- **Task statement**
Say how many of the lines below hold "light", writing the number and nothing more.

- **Dataset excerpts**
• • • • • • •

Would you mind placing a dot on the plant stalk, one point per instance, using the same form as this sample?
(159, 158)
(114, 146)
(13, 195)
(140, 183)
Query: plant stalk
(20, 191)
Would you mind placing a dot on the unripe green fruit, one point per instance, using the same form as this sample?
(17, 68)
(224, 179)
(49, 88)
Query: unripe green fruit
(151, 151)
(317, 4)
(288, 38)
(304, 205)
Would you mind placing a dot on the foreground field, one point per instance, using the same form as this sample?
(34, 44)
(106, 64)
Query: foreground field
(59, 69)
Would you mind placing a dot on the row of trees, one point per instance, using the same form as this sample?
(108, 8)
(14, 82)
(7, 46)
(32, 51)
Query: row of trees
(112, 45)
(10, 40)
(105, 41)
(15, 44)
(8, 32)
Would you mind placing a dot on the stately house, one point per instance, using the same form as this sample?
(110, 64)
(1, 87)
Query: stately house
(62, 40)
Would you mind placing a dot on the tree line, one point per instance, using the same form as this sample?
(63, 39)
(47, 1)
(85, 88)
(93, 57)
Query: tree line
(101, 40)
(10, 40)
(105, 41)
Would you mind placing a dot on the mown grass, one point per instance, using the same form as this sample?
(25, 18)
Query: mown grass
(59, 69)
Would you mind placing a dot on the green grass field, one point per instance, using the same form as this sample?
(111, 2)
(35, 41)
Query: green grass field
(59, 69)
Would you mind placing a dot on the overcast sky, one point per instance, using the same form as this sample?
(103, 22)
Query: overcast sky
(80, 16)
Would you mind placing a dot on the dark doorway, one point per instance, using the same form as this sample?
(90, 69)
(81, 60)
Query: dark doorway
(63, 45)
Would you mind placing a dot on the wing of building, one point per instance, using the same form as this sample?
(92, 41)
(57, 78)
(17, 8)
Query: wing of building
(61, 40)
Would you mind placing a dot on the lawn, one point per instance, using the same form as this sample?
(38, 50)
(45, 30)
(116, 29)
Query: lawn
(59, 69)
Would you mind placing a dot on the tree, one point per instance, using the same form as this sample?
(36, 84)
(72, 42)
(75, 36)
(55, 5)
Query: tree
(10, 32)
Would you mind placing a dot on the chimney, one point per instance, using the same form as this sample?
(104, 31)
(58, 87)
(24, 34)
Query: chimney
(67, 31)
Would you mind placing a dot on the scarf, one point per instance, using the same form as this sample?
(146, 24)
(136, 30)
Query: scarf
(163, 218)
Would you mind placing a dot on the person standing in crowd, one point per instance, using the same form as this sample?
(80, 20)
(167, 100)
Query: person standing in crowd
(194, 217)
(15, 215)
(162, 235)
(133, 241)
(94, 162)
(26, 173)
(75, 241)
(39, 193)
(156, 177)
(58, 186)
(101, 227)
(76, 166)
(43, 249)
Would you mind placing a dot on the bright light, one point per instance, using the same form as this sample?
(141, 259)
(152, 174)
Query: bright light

• • • • • • •

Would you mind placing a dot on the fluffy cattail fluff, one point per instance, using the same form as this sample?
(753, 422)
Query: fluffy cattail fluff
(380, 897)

• • • • • • •

- **Finished task**
2